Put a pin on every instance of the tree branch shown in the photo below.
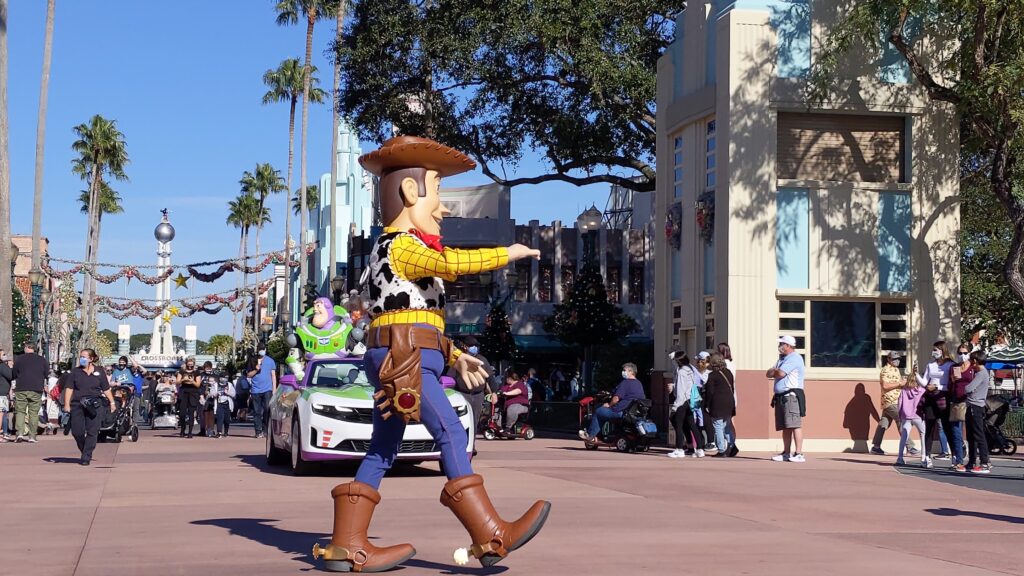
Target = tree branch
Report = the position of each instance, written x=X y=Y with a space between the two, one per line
x=935 y=90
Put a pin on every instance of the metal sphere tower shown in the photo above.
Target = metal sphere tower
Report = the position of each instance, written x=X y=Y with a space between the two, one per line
x=162 y=343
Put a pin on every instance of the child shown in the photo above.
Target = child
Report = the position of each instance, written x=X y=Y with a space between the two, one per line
x=909 y=399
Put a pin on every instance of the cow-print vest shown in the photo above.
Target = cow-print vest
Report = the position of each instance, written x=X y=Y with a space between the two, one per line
x=389 y=292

################

> [Set problem]: Could you give all the data above again with every "Put a pin on" changed to "Mark" and nothing else altered, leaving out the pictures?

> [Correct answer]:
Mark every instance of the tree branch shown in the photo below.
Target = tree branch
Report = the position of each instance, written x=X y=Y with a space between the two, one per line
x=935 y=90
Mark every instance of the metal sphere tower shown in the photo above.
Target = metal sphere tower
Report = the position of each instance, written x=X y=Y with a space between the two, one per line
x=162 y=343
Mark every instance of the child shown in the photo above.
Target = child
Report = the position of each instance, written x=X y=Y with a space between the two, one per line
x=909 y=399
Mark every instance of the cow-print vest shown in the photo above.
Target = cow-print vest
Report = the position of each instance, written x=X y=Y with a space between the two, one per line
x=389 y=292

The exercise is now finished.